>> Start PAGE EXTRACT
Start with William F. Milliken....
There should be enough info there to set up a theoretical model based on different "ride heights" and "spring rates" to get a ball park feel on say dx/dy on contact patch area.
For extra credit - show a dynamic model of contact patch shape in two dimensions....
None of this answers your question - as there are far too many variables to calculate - esp at the "high school physics" level you desire.
What Milliken et al WILL allow you to discover is that in fact lowering most VW strut suspensions does NOT lead to better handling.
If Milliken is too complicated - try Herb Adams.
And Dick Shine answered the question several posts back...


----------



## mcaselli (Mar 9, 2004)

*Re: (longboa)*


_Quote, originally posted by *longboa* »_Thanks, again. I read the FAQ previously. But nowhere did I see even hypothetical numerical estimates of degrees or percentage differences in performance potential between suspension systems and heights, much less any data from an even quasi-controlled study.
Therefore, I am forced to conclude that when people say that lowering or raising influences performance potential, they have no idea how much. Could it be as little as less than 1% of performance potential per inch of ride height? I mean, I just can't find any data or any calculations.

_Modified by longboa at 7:23 PM 1-7-2007_

Longboa-
i understand you are becoming frustrated by the lack of concrete numbers provided by the same people who pontificate so elloquently on principles of suspension design, and as a result that you may be inclined to think that these people are full of crap. I personally know a couple of them, and can vouch for their credibility.
As has been mentioned previously, there are WAY too many variables to come up with any concrete numbers in a back-of-envelope, "12th grade physics" kind of way. You really ought to look up the Milliken book, "Race Car Vehicle Dynamics." Even just staring at it its sheer mass sitting on the shelf will begin to give you an appreciation for what goes into handling performance.
>> End PAGE EXTRACT
>> Start INFORMATION SHOWN
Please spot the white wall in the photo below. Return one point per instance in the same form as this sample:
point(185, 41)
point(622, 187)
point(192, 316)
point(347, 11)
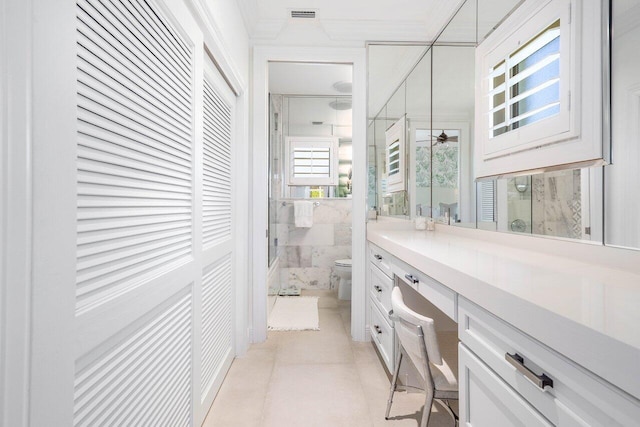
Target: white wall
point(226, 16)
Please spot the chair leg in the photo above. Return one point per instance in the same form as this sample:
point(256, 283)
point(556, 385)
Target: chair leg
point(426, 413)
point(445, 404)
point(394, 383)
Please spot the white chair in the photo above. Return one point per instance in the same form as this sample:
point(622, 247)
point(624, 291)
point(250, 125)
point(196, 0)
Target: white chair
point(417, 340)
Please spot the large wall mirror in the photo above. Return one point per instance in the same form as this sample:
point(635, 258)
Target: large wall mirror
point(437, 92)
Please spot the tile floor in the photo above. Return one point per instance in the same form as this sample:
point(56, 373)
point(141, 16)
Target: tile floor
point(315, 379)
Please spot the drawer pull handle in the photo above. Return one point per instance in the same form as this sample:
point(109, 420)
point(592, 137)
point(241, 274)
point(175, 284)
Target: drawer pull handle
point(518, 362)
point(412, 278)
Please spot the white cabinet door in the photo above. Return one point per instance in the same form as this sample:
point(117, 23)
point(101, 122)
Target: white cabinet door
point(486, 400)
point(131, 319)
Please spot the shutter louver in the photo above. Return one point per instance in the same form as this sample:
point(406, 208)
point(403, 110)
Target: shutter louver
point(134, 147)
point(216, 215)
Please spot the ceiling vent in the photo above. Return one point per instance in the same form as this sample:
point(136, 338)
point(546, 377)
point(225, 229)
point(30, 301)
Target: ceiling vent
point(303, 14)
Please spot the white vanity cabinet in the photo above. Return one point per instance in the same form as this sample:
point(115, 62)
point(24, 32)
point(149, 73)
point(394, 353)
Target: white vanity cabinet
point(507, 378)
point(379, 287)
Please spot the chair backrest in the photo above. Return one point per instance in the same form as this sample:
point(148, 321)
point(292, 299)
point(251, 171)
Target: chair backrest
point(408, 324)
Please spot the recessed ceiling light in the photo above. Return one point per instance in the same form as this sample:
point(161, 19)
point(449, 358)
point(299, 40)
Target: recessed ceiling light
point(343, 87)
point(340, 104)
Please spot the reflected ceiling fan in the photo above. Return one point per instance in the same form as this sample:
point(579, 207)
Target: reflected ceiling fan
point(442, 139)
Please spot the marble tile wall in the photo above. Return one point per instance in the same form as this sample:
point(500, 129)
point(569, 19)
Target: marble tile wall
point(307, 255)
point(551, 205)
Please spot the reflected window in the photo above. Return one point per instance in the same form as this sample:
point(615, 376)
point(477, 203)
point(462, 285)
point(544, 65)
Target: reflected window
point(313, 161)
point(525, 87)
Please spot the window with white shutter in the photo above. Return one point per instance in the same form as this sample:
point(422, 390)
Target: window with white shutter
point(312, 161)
>> End INFORMATION SHOWN
>> Start INFORMATION SHOWN
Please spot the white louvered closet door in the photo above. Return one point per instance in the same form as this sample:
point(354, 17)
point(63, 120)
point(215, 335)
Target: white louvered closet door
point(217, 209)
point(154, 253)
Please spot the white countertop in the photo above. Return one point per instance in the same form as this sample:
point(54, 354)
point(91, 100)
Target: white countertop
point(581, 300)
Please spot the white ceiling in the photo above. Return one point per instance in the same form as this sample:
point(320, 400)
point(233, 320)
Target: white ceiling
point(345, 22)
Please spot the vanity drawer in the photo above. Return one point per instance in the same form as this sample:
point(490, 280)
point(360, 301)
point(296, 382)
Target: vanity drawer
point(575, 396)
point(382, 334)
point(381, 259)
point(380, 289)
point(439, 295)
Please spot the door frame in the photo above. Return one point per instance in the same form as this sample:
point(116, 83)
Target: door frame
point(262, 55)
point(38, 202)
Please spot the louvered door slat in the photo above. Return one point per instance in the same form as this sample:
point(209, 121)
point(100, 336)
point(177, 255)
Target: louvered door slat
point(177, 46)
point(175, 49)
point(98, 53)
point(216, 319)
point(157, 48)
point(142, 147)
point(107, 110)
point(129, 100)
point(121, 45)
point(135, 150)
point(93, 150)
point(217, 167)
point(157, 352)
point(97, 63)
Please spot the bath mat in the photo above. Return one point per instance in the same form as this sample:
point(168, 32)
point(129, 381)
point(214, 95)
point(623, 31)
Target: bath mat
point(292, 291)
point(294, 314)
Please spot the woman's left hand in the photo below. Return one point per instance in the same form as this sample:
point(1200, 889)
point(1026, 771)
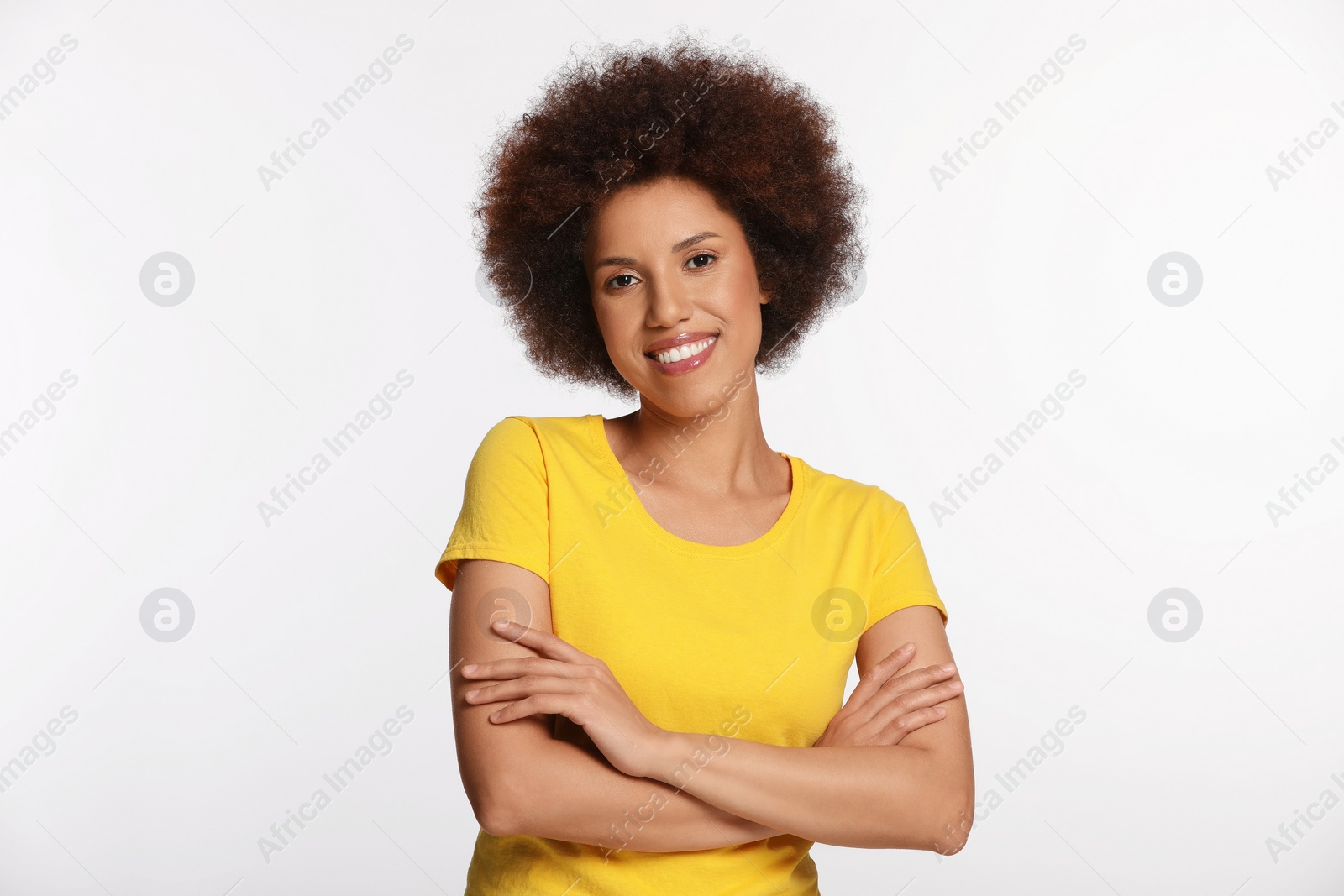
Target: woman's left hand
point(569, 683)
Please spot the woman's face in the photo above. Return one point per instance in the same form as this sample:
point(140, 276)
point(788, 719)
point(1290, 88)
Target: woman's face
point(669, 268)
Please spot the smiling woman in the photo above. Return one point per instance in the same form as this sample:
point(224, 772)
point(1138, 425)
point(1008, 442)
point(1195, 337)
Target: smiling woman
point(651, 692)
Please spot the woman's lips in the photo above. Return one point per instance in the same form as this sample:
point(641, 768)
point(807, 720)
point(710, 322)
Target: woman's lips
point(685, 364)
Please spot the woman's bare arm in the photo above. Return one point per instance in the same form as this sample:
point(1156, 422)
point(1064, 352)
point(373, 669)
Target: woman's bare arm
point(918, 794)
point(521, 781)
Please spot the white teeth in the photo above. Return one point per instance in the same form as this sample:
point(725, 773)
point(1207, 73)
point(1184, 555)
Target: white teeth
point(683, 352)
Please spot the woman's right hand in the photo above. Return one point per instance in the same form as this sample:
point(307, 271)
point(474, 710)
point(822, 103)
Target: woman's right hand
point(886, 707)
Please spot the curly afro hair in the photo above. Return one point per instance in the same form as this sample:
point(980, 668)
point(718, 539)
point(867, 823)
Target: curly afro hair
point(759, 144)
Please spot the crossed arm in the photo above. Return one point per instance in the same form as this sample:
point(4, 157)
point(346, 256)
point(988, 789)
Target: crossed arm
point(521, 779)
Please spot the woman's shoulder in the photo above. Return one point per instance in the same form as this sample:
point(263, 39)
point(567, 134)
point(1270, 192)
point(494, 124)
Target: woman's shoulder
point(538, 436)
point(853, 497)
>> End INFORMATION SHOWN
>> Start INFORMATION SHOWN
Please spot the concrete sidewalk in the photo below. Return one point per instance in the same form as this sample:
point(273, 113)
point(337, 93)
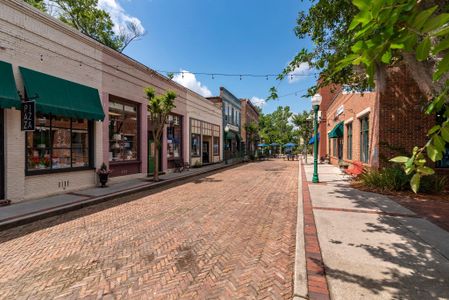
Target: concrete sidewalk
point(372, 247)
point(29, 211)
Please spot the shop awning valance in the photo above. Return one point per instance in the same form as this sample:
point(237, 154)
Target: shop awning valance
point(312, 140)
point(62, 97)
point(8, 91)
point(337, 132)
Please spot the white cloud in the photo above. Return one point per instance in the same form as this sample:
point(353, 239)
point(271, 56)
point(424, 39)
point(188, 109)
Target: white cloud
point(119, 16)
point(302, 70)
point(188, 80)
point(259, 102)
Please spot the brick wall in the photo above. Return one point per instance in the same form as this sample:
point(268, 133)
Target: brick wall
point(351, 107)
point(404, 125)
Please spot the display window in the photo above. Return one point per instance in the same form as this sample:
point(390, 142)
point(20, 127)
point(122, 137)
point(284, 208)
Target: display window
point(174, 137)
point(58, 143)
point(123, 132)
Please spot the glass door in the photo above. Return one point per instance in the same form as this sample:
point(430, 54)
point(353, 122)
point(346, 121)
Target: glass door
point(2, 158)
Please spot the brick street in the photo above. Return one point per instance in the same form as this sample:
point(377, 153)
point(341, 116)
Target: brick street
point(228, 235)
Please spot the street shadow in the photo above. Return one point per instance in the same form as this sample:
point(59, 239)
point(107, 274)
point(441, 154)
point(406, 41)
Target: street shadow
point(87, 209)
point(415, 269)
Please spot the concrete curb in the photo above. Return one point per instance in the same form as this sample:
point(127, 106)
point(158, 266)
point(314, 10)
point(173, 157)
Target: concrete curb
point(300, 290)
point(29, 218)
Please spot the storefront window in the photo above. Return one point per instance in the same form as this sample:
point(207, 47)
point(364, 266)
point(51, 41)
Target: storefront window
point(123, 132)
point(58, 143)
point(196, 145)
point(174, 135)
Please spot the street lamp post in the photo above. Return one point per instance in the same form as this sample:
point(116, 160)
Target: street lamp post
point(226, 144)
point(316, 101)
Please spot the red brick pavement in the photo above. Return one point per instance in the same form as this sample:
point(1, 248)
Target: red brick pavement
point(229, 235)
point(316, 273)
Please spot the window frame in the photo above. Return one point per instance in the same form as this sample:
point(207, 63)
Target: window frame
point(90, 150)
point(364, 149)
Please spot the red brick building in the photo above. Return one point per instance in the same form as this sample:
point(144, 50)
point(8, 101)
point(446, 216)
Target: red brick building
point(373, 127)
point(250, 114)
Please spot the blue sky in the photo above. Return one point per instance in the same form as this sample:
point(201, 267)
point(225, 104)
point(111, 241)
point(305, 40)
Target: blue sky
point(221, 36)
>> End INFORMATION SHOWN
> **AIM A**:
Answer these from the suspension thread, one line each:
(i) Whom does the first post suggest trying if Milliken is too complicated?
(ii) According to the first post, what will Milliken allow you to discover about lowering most VW strut suspensions?
(iii) What is the title of the Milliken book named in mcaselli's reply?
> **AIM B**: Write out the suspension thread word for word, starting with "None of this" and going on through "several posts back...".
The lines play no part in this.

> **EXPECTED OUTPUT A**:
(i) Herb Adams.
(ii) That lowering them does not lead to better handling.
(iii) "Race Car Vehicle Dynamics."

> **EXPECTED OUTPUT B**:
None of this answers your question - as there are far too many variables to calculate - esp at the "high school physics" level you desire.
What Milliken et al WILL allow you to discover is that in fact lowering most VW strut suspensions does NOT lead to better handling.
If Milliken is too complicated - try Herb Adams.
And Dick Shine answered the question several posts back...